**Reading passage**
● ● ● ● ●

Eric Wieser (Jun 18 2024 at 01:29):

The proofs are a bit sloppy because the dance between Char/UInt32/Nat/Fin is a little awkward

Bjørn Kjos-Hanssen (Jun 18 2024 at 01:39):

Thanks @Eric Wieser
It does look complex!

Eric Wieser (Jun 18 2024 at 01:40):

I think it would be a lot cleaner with a LocallyFiniteOrder UInt32 instance

Eric Wieser (Jun 18 2024 at 01:42):

( @Yaël Dillies, is there a one-liner to pull that along an equiv, here from Fin?)

● ● ● ● ●

[Recorded data]

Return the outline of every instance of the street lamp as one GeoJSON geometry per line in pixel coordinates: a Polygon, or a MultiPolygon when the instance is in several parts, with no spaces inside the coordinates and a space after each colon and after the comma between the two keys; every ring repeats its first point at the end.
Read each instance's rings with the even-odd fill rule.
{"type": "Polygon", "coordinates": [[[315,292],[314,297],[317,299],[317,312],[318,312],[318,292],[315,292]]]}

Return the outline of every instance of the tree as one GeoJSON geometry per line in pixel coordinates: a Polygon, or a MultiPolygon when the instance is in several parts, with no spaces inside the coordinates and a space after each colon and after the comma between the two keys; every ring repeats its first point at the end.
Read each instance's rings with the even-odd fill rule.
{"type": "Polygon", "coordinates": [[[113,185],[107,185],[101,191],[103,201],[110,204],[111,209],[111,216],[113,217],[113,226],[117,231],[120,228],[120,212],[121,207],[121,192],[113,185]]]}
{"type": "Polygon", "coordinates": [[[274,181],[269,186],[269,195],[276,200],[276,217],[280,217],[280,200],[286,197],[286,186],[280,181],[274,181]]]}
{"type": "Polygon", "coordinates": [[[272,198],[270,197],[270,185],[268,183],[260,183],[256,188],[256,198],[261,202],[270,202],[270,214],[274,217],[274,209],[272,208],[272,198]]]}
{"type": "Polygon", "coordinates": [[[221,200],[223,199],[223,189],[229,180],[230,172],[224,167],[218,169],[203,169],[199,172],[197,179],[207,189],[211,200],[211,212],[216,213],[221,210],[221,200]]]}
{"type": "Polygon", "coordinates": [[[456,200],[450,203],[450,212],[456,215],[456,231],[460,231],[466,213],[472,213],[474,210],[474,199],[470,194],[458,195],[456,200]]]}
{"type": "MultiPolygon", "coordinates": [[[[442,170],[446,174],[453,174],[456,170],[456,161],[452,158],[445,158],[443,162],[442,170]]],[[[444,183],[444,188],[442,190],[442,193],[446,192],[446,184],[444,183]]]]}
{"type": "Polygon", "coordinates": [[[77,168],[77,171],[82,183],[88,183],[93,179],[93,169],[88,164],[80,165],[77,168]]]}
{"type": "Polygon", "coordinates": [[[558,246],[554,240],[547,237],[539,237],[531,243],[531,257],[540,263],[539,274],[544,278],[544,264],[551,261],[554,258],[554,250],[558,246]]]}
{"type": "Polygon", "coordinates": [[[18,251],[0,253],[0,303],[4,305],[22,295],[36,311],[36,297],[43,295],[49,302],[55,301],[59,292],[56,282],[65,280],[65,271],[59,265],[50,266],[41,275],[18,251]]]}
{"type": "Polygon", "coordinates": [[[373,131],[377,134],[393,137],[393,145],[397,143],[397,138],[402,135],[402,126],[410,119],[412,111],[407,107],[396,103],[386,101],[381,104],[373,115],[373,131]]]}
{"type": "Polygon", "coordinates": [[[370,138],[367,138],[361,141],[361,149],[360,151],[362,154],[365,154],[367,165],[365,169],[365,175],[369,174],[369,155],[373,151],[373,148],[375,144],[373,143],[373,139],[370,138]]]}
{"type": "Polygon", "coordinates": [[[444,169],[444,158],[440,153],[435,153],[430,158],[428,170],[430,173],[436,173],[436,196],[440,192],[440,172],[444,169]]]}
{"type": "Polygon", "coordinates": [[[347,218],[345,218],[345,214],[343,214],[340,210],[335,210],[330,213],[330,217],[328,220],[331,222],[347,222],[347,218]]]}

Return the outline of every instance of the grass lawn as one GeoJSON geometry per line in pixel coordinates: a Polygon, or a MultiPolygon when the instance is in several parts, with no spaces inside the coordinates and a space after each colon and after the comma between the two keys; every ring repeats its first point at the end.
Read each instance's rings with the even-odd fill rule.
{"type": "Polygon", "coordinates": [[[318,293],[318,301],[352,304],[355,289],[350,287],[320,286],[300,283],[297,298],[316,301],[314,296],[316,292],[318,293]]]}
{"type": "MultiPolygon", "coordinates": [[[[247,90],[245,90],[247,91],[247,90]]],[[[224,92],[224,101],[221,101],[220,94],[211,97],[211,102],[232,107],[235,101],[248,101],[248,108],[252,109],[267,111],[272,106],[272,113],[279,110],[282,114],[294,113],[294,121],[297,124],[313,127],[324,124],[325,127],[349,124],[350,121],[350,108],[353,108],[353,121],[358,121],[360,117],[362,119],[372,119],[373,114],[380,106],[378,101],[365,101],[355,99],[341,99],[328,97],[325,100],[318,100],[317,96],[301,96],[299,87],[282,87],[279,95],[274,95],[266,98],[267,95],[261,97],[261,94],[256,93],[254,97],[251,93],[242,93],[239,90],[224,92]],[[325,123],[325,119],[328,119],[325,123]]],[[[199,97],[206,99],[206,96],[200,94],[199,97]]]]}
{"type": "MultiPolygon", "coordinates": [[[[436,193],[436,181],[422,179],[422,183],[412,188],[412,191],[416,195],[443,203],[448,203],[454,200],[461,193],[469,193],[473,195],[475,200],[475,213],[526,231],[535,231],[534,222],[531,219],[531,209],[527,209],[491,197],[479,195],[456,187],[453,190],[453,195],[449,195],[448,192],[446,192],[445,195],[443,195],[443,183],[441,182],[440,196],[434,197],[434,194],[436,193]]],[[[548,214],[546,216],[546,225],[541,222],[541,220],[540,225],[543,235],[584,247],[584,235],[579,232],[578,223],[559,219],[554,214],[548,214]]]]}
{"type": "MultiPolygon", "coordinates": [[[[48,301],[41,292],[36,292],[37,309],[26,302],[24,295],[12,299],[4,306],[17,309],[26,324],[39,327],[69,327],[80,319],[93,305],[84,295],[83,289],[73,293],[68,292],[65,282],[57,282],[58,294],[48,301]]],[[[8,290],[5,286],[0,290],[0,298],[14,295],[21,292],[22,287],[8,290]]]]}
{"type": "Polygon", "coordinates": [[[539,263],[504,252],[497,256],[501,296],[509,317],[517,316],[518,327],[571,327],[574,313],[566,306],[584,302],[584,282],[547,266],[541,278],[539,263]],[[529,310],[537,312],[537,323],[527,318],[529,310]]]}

● ● ● ● ●

**Task 1**
List the post times given in the forum thread, in the order they appear.
**Task 2**
Copy the forum thread from "Thanks @Eric Wieser" to "here from Fin?)".

**Worked solution 1**
01:29, 01:39, 01:40, 01:42

**Worked solution 2**
Thanks @Eric Wieser
It does look complex!

Eric Wieser (Jun 18 2024 at 01:40):

I think it would be a lot cleaner with a LocallyFiniteOrder UInt32 instance

Eric Wieser (Jun 18 2024 at 01:42):

( @Yaël Dillies, is there a one-liner to pull that along an equiv, here from Fin?)